Material to process »
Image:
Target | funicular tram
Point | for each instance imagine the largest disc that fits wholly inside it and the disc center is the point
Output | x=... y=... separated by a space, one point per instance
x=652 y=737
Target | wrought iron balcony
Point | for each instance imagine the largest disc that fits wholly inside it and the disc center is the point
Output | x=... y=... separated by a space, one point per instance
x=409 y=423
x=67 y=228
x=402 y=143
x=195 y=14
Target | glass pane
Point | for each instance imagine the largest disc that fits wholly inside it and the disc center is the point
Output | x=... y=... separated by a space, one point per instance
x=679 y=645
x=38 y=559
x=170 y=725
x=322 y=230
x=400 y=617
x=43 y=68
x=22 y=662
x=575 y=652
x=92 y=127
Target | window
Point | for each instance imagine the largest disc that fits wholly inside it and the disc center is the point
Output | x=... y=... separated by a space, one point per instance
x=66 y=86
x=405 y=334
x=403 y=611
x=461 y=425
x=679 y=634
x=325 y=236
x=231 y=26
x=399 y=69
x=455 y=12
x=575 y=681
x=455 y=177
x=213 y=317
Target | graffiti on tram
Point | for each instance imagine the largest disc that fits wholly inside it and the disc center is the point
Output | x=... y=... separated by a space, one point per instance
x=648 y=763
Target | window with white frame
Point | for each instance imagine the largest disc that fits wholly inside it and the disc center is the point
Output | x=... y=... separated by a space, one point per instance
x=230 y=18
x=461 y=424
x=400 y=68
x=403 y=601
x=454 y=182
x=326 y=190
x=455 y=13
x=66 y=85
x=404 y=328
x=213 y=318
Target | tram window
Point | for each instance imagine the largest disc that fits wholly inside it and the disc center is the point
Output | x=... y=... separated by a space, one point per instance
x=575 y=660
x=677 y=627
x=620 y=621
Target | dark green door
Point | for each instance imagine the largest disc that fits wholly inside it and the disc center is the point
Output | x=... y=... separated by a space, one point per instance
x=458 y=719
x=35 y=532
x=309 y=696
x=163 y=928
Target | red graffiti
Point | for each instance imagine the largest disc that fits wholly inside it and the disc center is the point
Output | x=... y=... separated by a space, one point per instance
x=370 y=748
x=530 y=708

Goal » Copy the data starting at the line containing "Target | red graffiti" and ending at the end of the data, swapping "disc" for "circle" and changing nothing else.

Finished exercise »
Target | red graffiti
Point | for each instance imagine the largest circle that fits wholly inside it and the circle center is the point
Output | x=... y=... separated by a space, one point per instance
x=370 y=748
x=530 y=708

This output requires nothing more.